=== RAW RECORDS ===
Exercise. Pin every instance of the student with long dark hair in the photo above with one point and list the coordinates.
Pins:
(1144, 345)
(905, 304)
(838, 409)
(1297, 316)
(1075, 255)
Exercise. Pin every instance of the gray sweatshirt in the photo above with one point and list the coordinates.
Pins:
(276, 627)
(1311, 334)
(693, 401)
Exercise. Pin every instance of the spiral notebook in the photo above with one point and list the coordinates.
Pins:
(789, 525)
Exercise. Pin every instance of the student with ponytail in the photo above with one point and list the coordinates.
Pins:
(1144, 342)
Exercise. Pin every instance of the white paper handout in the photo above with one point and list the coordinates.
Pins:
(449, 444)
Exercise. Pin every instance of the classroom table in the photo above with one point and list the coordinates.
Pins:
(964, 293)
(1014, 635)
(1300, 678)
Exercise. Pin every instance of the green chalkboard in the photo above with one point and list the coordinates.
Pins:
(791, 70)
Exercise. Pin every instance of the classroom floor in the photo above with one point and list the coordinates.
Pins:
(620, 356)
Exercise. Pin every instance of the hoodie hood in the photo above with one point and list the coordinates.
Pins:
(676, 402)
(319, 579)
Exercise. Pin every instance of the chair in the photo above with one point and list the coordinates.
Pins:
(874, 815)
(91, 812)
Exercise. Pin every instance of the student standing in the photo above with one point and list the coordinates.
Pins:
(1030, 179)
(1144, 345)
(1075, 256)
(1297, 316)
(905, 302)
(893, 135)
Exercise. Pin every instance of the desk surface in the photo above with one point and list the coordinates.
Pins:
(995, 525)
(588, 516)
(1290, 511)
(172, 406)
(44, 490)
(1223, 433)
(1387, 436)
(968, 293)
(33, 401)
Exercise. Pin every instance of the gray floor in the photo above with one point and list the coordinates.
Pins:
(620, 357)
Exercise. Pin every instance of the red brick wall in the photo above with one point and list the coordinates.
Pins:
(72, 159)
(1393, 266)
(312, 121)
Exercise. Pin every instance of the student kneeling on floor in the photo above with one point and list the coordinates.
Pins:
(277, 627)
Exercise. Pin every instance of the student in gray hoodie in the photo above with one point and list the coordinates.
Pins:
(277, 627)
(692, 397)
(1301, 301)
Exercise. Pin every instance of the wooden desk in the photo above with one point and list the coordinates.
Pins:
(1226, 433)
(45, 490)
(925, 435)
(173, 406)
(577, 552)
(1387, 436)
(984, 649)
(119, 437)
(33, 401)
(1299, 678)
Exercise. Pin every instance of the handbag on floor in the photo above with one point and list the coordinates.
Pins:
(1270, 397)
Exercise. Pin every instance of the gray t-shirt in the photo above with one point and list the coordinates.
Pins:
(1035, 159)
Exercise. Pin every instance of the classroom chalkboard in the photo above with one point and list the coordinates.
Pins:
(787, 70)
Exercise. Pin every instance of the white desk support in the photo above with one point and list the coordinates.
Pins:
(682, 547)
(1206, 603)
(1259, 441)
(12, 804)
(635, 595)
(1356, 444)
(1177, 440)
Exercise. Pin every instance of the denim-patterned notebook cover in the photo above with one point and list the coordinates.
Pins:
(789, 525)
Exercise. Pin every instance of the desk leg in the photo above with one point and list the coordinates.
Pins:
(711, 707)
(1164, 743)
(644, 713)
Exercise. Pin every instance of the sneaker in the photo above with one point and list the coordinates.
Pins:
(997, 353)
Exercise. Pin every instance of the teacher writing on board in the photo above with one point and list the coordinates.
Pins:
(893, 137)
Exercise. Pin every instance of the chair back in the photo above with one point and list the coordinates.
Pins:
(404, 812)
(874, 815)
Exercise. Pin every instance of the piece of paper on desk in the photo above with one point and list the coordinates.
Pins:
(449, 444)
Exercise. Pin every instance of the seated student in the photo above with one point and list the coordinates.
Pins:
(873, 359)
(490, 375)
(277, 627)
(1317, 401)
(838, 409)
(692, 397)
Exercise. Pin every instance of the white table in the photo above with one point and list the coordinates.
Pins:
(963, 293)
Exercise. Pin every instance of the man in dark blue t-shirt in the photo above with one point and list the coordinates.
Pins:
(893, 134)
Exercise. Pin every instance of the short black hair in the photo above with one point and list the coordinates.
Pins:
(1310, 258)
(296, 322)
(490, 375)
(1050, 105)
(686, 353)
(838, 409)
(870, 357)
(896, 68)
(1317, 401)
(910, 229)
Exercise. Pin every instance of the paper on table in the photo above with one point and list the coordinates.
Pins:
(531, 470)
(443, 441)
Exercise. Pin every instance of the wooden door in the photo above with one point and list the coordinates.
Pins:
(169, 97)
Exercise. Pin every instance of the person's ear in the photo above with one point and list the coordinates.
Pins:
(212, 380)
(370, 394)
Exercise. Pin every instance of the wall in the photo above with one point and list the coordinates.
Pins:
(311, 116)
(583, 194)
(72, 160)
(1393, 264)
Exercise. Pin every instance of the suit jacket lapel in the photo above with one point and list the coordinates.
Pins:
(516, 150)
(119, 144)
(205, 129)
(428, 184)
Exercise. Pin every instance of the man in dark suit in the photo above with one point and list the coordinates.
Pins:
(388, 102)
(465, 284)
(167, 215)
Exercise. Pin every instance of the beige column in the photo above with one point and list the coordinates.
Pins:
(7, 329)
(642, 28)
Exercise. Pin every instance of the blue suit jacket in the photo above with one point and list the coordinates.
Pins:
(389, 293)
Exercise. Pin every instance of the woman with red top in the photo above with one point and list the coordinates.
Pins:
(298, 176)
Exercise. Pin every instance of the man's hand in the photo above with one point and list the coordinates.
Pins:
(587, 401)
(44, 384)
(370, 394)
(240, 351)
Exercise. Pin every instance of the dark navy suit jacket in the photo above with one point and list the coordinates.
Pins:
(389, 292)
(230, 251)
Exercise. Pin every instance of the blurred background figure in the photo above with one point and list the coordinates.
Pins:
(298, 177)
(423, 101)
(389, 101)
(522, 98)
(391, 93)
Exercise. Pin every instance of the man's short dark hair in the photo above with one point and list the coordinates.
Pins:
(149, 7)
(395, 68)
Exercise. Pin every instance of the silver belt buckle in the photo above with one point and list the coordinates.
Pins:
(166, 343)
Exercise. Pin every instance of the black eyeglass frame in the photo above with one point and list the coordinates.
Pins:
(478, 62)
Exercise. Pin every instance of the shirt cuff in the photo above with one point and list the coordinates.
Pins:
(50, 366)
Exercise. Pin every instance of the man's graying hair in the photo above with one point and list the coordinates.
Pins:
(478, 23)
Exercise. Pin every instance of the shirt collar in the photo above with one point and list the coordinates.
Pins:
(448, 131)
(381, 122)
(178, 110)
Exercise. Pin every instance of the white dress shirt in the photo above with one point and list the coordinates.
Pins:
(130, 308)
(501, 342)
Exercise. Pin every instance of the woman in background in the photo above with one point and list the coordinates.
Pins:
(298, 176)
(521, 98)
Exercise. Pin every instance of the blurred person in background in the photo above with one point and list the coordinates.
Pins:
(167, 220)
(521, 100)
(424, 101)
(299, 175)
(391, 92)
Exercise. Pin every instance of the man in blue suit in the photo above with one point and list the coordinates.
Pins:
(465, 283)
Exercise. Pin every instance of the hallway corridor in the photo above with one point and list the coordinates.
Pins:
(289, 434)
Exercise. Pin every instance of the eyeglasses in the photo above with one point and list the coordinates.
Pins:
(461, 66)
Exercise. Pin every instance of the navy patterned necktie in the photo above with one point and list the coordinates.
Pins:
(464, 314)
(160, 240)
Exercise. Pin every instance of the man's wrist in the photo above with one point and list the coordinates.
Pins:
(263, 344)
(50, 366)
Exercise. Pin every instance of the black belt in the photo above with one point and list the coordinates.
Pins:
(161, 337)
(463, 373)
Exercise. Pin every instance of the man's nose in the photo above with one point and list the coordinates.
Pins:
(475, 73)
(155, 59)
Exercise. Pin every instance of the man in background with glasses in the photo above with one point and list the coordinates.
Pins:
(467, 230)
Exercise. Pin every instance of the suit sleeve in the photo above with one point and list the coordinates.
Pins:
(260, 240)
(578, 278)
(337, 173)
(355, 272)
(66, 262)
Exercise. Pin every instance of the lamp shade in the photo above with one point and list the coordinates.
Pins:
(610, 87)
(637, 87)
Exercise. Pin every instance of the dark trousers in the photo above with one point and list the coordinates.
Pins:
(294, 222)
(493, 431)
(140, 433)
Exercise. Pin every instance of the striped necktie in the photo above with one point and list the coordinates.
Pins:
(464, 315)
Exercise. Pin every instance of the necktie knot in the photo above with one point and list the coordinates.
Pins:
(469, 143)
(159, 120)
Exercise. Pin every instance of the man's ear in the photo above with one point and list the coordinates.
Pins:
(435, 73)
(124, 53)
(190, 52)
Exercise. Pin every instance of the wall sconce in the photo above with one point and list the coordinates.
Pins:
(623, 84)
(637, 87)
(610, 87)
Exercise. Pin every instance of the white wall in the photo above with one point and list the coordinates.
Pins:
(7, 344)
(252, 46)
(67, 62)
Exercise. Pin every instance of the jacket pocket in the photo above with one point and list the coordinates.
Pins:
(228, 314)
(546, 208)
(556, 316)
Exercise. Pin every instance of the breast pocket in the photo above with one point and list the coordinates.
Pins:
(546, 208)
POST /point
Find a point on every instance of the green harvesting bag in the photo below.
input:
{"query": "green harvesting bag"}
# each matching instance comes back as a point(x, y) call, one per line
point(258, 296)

=== EXERCISE GOAL ===
Reproduce verbatim the rows from the first line through the line containing "(1075, 255)", including that line.

=== CORRECT RESPONSE ===
Exercise. Pin every instance of the student with long dark hair in the photo above with one point and list the coordinates.
Pins:
(1144, 345)
(905, 304)
(838, 409)
(1297, 316)
(1075, 255)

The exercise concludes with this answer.